## Recorded information
************

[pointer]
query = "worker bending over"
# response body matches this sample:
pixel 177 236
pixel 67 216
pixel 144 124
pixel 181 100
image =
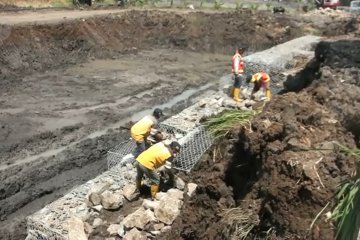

************

## Try it
Could the entries above be restated word for word, with the pictures left out?

## Expected answer
[pointer]
query = "worker bending over"
# response body matches this sample:
pixel 177 236
pixel 67 216
pixel 144 124
pixel 181 100
image =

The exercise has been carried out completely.